### [ЗАДАНИЕ]
Воспроизведите материал целиком, заменив каждое вхождение «Query» на «Target». Прочие символы оставьте без изменений.

### [ИСХОДНЫЕ ДАННЫЕ]
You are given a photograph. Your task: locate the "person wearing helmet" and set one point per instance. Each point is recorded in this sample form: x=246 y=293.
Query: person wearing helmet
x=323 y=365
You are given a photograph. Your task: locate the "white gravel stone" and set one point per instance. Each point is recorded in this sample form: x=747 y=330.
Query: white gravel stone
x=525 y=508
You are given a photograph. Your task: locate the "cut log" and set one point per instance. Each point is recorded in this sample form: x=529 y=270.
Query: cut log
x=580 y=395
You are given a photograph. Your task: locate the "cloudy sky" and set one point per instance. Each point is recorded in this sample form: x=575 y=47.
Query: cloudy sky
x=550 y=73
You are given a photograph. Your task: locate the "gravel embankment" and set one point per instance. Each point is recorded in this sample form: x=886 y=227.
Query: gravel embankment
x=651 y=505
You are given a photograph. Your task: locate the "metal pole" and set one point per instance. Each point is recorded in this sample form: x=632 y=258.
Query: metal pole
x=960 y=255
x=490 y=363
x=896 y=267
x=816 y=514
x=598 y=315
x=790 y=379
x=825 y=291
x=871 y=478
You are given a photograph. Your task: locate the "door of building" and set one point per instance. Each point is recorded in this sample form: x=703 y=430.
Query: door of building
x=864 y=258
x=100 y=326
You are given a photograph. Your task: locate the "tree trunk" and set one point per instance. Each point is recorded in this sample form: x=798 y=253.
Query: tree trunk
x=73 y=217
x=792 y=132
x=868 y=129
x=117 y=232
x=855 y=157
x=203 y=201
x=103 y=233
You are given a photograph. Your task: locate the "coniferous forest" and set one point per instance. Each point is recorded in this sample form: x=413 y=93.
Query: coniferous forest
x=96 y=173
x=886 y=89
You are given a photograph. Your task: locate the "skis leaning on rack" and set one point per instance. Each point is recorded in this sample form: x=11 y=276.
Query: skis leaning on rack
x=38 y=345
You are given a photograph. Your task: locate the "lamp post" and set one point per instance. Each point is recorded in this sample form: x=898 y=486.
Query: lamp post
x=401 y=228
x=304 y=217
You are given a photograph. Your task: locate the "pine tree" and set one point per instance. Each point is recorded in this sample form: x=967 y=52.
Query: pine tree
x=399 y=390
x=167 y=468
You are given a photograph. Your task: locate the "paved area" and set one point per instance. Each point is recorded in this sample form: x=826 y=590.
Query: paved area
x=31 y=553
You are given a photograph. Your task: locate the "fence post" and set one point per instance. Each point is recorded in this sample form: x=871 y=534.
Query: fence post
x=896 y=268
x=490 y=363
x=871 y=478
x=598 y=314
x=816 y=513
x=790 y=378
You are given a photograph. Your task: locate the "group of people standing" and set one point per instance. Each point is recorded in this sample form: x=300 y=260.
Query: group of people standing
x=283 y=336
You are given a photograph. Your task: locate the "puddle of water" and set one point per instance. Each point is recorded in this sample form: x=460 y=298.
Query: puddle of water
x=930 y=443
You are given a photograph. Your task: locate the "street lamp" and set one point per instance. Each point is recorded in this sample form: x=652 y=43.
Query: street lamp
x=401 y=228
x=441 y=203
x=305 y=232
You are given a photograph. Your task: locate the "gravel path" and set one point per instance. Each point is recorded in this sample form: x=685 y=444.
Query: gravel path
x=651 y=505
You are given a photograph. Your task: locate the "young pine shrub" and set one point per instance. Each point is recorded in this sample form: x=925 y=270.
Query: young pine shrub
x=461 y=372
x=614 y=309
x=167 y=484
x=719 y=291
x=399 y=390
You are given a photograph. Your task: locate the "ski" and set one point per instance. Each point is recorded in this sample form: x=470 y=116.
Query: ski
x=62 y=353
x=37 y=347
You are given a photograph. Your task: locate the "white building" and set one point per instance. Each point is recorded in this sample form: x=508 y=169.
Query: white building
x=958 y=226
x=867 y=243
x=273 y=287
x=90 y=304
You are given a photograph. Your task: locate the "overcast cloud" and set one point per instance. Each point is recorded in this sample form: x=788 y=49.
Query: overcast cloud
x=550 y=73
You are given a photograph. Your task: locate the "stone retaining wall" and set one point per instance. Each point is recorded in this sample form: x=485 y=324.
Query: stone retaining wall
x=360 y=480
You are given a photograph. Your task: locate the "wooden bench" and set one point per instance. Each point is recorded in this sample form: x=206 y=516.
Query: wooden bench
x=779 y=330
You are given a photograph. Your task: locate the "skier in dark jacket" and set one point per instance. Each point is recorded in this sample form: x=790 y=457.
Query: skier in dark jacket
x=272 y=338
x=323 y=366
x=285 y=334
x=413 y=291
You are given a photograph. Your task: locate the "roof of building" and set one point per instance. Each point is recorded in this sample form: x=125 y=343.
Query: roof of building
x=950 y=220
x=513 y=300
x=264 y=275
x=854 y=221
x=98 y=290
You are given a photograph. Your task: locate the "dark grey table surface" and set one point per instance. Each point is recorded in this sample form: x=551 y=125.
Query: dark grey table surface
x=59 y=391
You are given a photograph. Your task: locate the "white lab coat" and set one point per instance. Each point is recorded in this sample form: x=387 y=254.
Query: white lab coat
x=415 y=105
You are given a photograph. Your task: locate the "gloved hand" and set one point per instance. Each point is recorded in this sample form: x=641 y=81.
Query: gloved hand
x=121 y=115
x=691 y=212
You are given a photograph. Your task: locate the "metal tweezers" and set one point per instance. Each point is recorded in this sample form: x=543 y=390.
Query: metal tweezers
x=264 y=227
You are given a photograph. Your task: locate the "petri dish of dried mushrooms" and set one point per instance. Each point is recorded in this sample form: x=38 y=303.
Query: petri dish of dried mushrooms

### [ОТВЕТ К ЗАДАНИЮ]
You are given a photograph. Your task: locate the "person wearing helmet" and set one point per instance. Each point is recorded in this sample form: x=246 y=293.
Target: person wearing helmet
x=323 y=365
You are given a photograph. Your task: locate the "white gravel stone" and set one point per instance. Each point is recorded in this sample form: x=747 y=330.
Target: white gravel stone
x=525 y=508
You are given a photograph. Your task: locate the "cut log" and set one point per instance. Each point is recorded in this sample form: x=529 y=270.
Target: cut log
x=580 y=395
You are given a photograph. Your task: locate the "cloudy sky" and set one point per instance. Each point is recorded in this sample form: x=575 y=47.
Target: cloudy sky
x=550 y=73
You are given a photograph. Your task: locate the "gravel embankment" and set one point per instance. Each point is recorded in this sample form: x=886 y=227.
Target: gravel embankment
x=651 y=505
You are given a photograph. Your task: locate the "metal pole" and set one point per instance. Each point is recorded in this sample form: x=632 y=258.
Target: metal pole
x=960 y=255
x=490 y=363
x=896 y=267
x=816 y=514
x=598 y=315
x=790 y=379
x=825 y=291
x=871 y=478
You are given a photograph. Your task: locate the "door of building" and set one point per instance. Each point is recorded in this sample form: x=703 y=430.
Target: door of building
x=864 y=258
x=100 y=326
You are given a photograph. Your task: locate the "tree trunk" and set one point per instance. Each point is recorded in this sample form: x=798 y=253.
Target: tree trunk
x=73 y=217
x=792 y=132
x=868 y=129
x=117 y=232
x=855 y=157
x=203 y=201
x=103 y=233
You are given a photograph. Your task: locate the "coniferous forest" and set one point per instance. Each point is recorded in this sample form: x=413 y=93.
Target: coniferous forest
x=96 y=173
x=886 y=89
You are given a photograph. Your task: locate the "skis leaning on rack" and set one point per instance. Each point is recorded in this sample form: x=11 y=276.
Target: skis leaning on rack
x=38 y=345
You are given a photograph. Your task: locate the "lamp post" and set one point per instance. Each point is recorded in this sample form: x=898 y=486.
Target: lamp post
x=401 y=228
x=304 y=217
You are given a photograph. Your task: locate the "pine tree" and set one point per instance. Each point is recorded in this sample form: x=967 y=52.
Target: pine tree
x=399 y=390
x=167 y=468
You are given a photograph. Your task: locate the "paved area" and set one point per instance. Each point is recorded in this sample form: x=826 y=590.
Target: paved area
x=31 y=553
You are given a photograph. Your task: locate the "fence post" and set one point per instance. Each point is recorded in this sample form: x=871 y=534.
Target: fence post
x=896 y=268
x=490 y=363
x=871 y=478
x=598 y=314
x=816 y=513
x=790 y=378
You are given a photograph. Your task: locate the "group of people standing" and set one point per instance. Each point is recorded in this sample form: x=300 y=260.
Target: group of people standing
x=283 y=336
You are given a photograph. Your task: locate the "puddle of water" and set one point per instance. Each point is recorded in this sample form: x=460 y=298.
Target: puddle of water
x=930 y=443
You are given a photograph. Your task: locate the "street lamp" and set one point per instance. Each point is recorded in this sample form: x=652 y=43.
Target: street lamp
x=401 y=228
x=441 y=203
x=305 y=232
You are given a photograph. Your task: locate the "gravel path" and set one point per instance. Each point is recorded in this sample form: x=685 y=444.
Target: gravel path
x=651 y=505
You are given a photograph. Your task: locate the "young pine shrub" and set one point per instance. Each point is recorded in this sample form: x=925 y=270.
Target: young pine shrub
x=461 y=372
x=614 y=309
x=167 y=484
x=719 y=291
x=399 y=390
You are given a photograph. Your task: locate the "ski" and set one point per instance. Each point is recorded in this sample form: x=470 y=116.
Target: ski
x=62 y=353
x=37 y=347
You are given a photograph. Your task: locate the "white building" and set one point per instance. Each point is recorded in this sample form: x=508 y=169.
Target: white building
x=958 y=226
x=867 y=243
x=273 y=287
x=90 y=304
You are given a photograph. Your task: locate the "overcast cloud" and set one point per instance. Each point is recorded in this sample form: x=788 y=49.
Target: overcast cloud
x=550 y=73
You are given a photograph. Your task: locate the "stone retaining wall" and set one point per instance. Each point is recorded in this sample form: x=485 y=324.
Target: stone retaining wall
x=360 y=480
You are given a photograph. Your task: locate the "wooden bench" and set one point per instance. Each point is recorded in this sample form: x=206 y=516.
Target: wooden bench
x=779 y=330
You are given a photograph. Your task: locate the "skier in dark jacket" and set one point per instance. Each point is recorded in this sample form: x=790 y=457.
Target: skier in dark jacket
x=272 y=338
x=323 y=366
x=285 y=334
x=413 y=291
You are given a photograph. Your task: locate the "roof of building" and set one point per instance. Each point is recorded in this sample form: x=125 y=343.
Target: roof of building
x=950 y=220
x=513 y=300
x=264 y=275
x=854 y=221
x=98 y=290
You are given a photograph. Your task: locate the "dark grey table surface" and set one point per instance. Each point is recorded in this sample form: x=551 y=125.
Target: dark grey table surface
x=59 y=391
You are given a photograph. Your task: locate the "white lab coat" and set one point per instance. Each point is recorded in this sample form: x=387 y=254.
Target: white lab coat
x=415 y=105
You are given a photograph. Your task: locate the "gloved hand" and set one point per instance. Each point is recorded in this sample form: x=641 y=81.
Target: gloved hand
x=121 y=115
x=691 y=212
You are given a photograph. Your task: locate the "metal tweezers" and set one point per instance. Each point is recorded in this sample form: x=543 y=390.
Target: metal tweezers
x=264 y=227
You are given a photograph. Your task: locate the "petri dish of dried mushrooms" and set one point per instance. Each point is recorded in this sample form: x=38 y=303.
Target: petri dish of dried mushrooms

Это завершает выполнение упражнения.